WHAT IS NEEDED — Give every line of the data again, unchanged, but with no pictures.

Named-object pointing records:
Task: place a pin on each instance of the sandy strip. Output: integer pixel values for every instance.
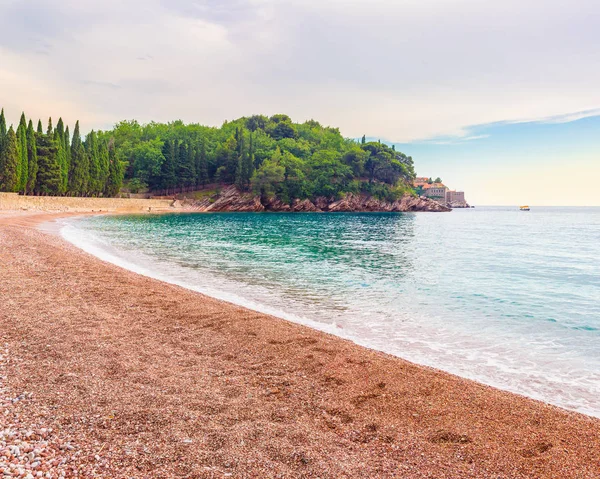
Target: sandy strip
(150, 380)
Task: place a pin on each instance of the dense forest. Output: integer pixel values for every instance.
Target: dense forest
(53, 162)
(269, 156)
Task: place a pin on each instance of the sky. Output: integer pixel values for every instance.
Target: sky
(499, 98)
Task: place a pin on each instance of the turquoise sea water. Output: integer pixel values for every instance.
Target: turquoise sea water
(505, 297)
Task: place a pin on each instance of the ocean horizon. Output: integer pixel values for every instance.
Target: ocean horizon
(507, 298)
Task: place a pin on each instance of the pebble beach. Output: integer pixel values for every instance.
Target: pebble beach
(105, 373)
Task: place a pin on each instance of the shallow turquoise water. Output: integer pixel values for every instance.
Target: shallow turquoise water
(506, 297)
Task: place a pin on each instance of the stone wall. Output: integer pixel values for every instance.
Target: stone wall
(13, 201)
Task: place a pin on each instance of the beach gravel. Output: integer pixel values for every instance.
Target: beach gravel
(105, 373)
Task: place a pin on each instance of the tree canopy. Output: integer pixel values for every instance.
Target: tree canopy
(50, 163)
(270, 156)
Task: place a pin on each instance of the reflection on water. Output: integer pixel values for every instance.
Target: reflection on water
(509, 298)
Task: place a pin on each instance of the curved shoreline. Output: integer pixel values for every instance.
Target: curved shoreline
(190, 385)
(145, 268)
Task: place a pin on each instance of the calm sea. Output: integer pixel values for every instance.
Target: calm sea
(509, 298)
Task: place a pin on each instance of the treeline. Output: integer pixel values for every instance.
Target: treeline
(53, 162)
(271, 156)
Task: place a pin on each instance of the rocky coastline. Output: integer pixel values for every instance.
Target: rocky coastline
(231, 199)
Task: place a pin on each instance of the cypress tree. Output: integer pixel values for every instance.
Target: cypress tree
(9, 163)
(104, 163)
(59, 137)
(31, 159)
(186, 170)
(79, 175)
(115, 172)
(67, 146)
(95, 185)
(168, 179)
(3, 131)
(22, 141)
(48, 180)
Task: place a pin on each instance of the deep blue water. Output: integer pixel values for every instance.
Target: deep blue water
(506, 297)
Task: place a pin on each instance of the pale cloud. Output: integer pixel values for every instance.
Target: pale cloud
(403, 71)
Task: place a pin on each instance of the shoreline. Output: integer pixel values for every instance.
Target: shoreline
(112, 257)
(264, 396)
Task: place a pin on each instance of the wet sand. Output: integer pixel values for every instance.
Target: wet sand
(150, 380)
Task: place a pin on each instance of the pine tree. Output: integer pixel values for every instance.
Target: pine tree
(67, 146)
(3, 131)
(9, 163)
(48, 180)
(63, 155)
(31, 159)
(79, 174)
(186, 168)
(115, 172)
(23, 167)
(95, 185)
(104, 163)
(201, 165)
(168, 180)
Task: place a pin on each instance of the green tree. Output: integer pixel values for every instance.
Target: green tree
(95, 181)
(32, 160)
(9, 163)
(79, 174)
(269, 177)
(3, 130)
(63, 155)
(115, 171)
(23, 166)
(48, 179)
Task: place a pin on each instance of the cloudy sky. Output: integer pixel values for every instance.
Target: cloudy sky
(500, 98)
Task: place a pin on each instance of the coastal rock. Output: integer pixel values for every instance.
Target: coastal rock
(231, 199)
(275, 204)
(322, 203)
(304, 205)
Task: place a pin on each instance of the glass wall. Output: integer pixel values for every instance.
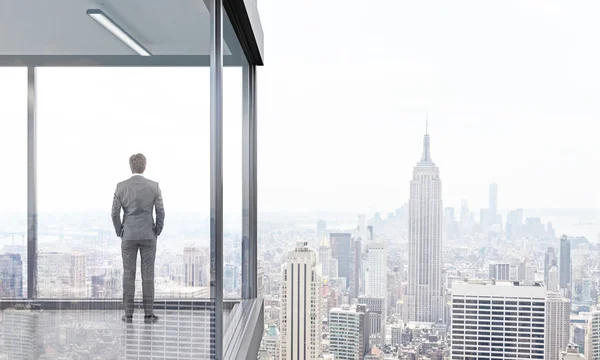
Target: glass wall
(90, 121)
(232, 162)
(13, 182)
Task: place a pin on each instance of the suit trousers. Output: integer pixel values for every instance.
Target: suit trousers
(129, 250)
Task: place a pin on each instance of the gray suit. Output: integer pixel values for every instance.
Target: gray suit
(138, 196)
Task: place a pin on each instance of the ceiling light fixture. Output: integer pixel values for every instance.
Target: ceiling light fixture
(106, 22)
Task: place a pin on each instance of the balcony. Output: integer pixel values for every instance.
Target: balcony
(59, 292)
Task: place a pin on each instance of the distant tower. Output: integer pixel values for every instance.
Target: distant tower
(565, 265)
(325, 257)
(550, 261)
(493, 201)
(557, 324)
(425, 295)
(196, 266)
(301, 305)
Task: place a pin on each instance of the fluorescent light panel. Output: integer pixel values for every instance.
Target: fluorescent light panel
(117, 31)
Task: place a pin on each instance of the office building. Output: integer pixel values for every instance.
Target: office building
(493, 201)
(499, 271)
(61, 275)
(11, 276)
(498, 320)
(376, 272)
(271, 343)
(572, 353)
(341, 249)
(231, 275)
(377, 278)
(355, 277)
(348, 333)
(425, 294)
(325, 257)
(565, 266)
(377, 311)
(557, 324)
(196, 266)
(321, 228)
(550, 261)
(301, 305)
(20, 334)
(552, 283)
(592, 346)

SOLUTION TO THE EXERCISE —
Task: place a pin on each instance of the sandy strip. Output: integer pixel values for every instance.
Target: sandy strip
(150, 380)
Task: place a pin on each instance of the dense forest. Output: integer pixel values for every instance.
Target: dense forest
(53, 162)
(269, 156)
Task: place a pin on each instance of the sky. Output: integer pixel values for every instance.
Target: sky
(499, 98)
Task: place a pin on each instance of the turquoise sea water. Output: integer pixel values for every instance.
Target: turquoise sea water
(505, 297)
Task: place a pin on each instance of the ocean horizon. Output: integer pixel values for every instance.
Target: ocean horizon
(507, 298)
Task: place a pin on each instance of the pebble beach. Output: integer pixel values for every instance.
Target: pebble beach
(105, 373)
Task: place a pin on each instance of the shallow turquoise water. Output: integer pixel values for every instance.
Target: shallow turquoise water
(506, 297)
Task: place a pin on each instance of the stone wall. Output: integer pixel values for every instance.
Target: stone wall
(13, 201)
Task: place a pin on each instance of the beach gravel. Output: integer pixel values for every instance.
Target: beach gravel
(105, 373)
Task: place a pin on each instance of the tree canopy. Output: integer pixel values for every instance.
Target: tree canopy
(50, 163)
(270, 156)
Task: place a pin on each instance of the reflection on water. Output: integer pixel values for every instance.
Target: reflection on water
(509, 298)
Task: place a pin on each instance of the curved shoreline. Output: integer pixel values for every instance.
Target: curved shoreline
(190, 385)
(145, 268)
Task: place a pin on each instance of the calm sea. Output: integer pixel values for every instance.
Target: calm sea
(509, 298)
Task: place a pin on each instance of the treeline. Output: integer pixel values for every instance.
Target: treeline
(53, 162)
(271, 156)
Task: place a pin on each instance of the rocky coastline. Output: integer pixel values for every instance.
Target: rocky coastline
(231, 199)
Task: place a pin on each instance of the cypress tree. Output: integer pixel values for every instance.
Target: cypress tree
(9, 163)
(104, 163)
(59, 137)
(31, 159)
(186, 170)
(79, 175)
(115, 172)
(67, 146)
(95, 185)
(168, 179)
(3, 131)
(22, 141)
(48, 180)
Task: place a pin on each instance of the deep blue water. Output: integer pixel values for every instance.
Target: deep blue water
(506, 297)
Task: place a pin on each instance of the pale cloud. Output: integer pixel values for every instance.
Target: pale cloud
(403, 71)
Task: place a pin on each instance of the shoreline. Output: integer pixel values for every instance.
Target: shoreline
(112, 257)
(264, 396)
Task: place a pin on each instance of the wet sand. Output: integer pixel values for every instance.
Target: wet sand
(150, 380)
Task: place a pin on each instance of the pine tree. Output: integer pixel values for every instance.
Target: pine tree
(67, 146)
(3, 131)
(9, 163)
(48, 180)
(63, 155)
(31, 159)
(79, 174)
(186, 168)
(115, 172)
(23, 167)
(95, 185)
(104, 163)
(201, 165)
(168, 180)
Task: place a pin on each instance of the green tree. Output: integer pixel values for every instance.
Target: green tree
(95, 181)
(32, 160)
(9, 163)
(79, 174)
(269, 177)
(3, 130)
(63, 155)
(115, 171)
(23, 166)
(48, 179)
Task: place a pin on each instance of the cloudy sky. Output: integer pixel values for every instance.
Target: cloudy sky
(500, 98)
Task: place a pin on each instance of the coastal rock. Output: integer pixel values for every instance.
Target: coastal rock
(231, 199)
(275, 204)
(322, 203)
(304, 205)
Task: place a pin on each instance of the glass wall. Output: integer pixel values for every instance.
Target: glass wall
(90, 121)
(232, 162)
(13, 182)
Task: place a pin on each instance of the suit trousers. Output: integer pixel values for every instance.
Target: suit trousers
(129, 250)
Task: place a pin on each instance of the gray suit. Output: integer pixel values for every instance.
Target: gray suit
(138, 196)
Task: place a pin on each instance of the ceiling light fixture. Output: integer pixel values for every instance.
Target: ceiling light fixture
(106, 22)
Task: place a pin on each instance of the balcony. Output: integer pixel values for every instance.
Target: balcony
(59, 292)
Task: place a pin on each instance of the distant tower. Output: integer pixel values for every instance.
Target: distant tower
(565, 265)
(325, 257)
(550, 261)
(493, 201)
(557, 324)
(425, 295)
(196, 266)
(301, 305)
Task: place a pin on each instance of the fluorescent light panel. Output: integer pixel values for every instance.
Target: fluorescent light panel
(117, 31)
Task: place a pin on each instance of the office building. Output: integer pixel values for every instance.
Target: office building
(493, 201)
(499, 271)
(61, 275)
(11, 276)
(498, 320)
(376, 272)
(271, 343)
(572, 353)
(341, 249)
(231, 275)
(377, 278)
(355, 277)
(348, 333)
(425, 294)
(325, 257)
(565, 266)
(377, 311)
(557, 324)
(196, 266)
(321, 228)
(550, 261)
(301, 305)
(20, 334)
(552, 283)
(592, 346)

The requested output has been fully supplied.